» Prompt
Transcribe, word for word and with nothing extra, the line containing "Target: europa league badge on sleeve" and each line that comes after it in the entries.

[Extracted records]
-=-=-

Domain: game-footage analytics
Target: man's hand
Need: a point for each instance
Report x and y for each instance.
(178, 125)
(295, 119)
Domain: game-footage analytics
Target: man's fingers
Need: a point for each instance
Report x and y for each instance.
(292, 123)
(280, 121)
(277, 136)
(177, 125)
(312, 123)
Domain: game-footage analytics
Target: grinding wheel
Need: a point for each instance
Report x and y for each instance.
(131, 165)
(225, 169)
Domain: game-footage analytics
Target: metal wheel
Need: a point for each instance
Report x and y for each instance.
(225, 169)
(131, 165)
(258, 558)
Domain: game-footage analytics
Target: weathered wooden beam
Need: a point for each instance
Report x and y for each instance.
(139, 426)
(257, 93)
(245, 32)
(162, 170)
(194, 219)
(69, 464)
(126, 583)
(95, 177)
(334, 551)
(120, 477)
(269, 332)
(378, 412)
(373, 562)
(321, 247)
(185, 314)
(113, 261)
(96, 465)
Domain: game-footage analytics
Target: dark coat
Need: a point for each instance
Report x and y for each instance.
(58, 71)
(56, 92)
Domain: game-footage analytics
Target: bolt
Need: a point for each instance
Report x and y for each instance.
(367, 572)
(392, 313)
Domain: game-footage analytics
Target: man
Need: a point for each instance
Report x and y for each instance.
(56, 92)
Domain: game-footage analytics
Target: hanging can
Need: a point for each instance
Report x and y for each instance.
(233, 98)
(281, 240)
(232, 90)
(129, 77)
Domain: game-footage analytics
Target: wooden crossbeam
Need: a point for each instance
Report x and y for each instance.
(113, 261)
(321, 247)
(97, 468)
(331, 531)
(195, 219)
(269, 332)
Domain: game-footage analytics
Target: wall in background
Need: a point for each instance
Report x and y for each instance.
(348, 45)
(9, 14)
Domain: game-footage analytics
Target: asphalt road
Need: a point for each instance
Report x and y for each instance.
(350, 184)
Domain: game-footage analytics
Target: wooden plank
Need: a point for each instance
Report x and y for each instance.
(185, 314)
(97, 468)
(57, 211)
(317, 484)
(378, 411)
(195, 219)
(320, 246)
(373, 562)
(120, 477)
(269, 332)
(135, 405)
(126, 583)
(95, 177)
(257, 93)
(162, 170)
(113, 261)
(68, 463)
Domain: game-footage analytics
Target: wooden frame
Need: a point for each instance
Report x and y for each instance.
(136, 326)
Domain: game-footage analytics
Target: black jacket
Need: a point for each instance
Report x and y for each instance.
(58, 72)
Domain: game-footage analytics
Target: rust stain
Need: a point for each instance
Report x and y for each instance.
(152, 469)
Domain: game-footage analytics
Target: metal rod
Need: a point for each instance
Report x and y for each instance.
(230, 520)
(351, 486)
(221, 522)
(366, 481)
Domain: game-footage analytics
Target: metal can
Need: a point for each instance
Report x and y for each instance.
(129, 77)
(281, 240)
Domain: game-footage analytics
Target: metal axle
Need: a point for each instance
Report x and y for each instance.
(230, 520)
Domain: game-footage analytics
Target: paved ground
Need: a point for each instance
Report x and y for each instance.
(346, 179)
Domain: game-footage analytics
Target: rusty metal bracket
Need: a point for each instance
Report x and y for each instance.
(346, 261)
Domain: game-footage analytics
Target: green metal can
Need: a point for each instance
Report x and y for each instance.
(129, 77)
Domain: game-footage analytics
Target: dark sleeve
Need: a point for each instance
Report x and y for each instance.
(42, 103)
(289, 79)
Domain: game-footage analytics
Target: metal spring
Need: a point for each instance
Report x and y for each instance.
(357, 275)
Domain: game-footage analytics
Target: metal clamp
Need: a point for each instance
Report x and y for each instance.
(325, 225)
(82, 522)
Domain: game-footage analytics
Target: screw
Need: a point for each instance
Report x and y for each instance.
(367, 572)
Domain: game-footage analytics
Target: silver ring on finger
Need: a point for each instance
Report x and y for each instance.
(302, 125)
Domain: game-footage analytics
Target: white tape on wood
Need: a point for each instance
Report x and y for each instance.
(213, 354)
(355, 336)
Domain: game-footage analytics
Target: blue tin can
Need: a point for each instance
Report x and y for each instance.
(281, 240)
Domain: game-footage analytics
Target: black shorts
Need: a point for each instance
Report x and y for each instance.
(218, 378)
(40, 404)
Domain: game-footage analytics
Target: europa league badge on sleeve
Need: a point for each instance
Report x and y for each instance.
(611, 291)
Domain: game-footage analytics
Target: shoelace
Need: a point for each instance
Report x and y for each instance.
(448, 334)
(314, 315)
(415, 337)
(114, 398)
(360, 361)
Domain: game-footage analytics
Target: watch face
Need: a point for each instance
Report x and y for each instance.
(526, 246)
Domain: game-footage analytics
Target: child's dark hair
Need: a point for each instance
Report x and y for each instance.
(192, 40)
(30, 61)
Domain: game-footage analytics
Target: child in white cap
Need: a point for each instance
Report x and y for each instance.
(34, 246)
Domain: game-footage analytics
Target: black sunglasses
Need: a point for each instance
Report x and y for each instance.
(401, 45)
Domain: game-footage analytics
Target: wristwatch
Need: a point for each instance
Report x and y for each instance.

-=-=-

» The answer
Target: europa league badge on sleeve
Need: a point for each instance
Report x and y for each instance.
(611, 291)
Domain: game-footage analytics
Target: shoelace
Need: a point for each instance
Report x and y for each instance.
(448, 334)
(314, 315)
(415, 337)
(114, 398)
(360, 361)
Domain: game-footage analytics
Target: watch face
Need: a point for each instance
Report x and y for each instance.
(526, 246)
Domain: game-footage analytics
Target: child's dark hair
Need: a point for each instance
Report x and y for each instance.
(192, 40)
(30, 61)
Domain: game-footage analytics
Target: child in white cap
Need: a point for each instance
Report x and y for each instance.
(34, 246)
Domain: game-footage analytics
Target: black sunglasses
Need: a point for each instance
Report x and y for each instance.
(401, 45)
Domain: game-footage analytics
Target: wristwatch
Need: a point for each instance
Report x and y for each instance.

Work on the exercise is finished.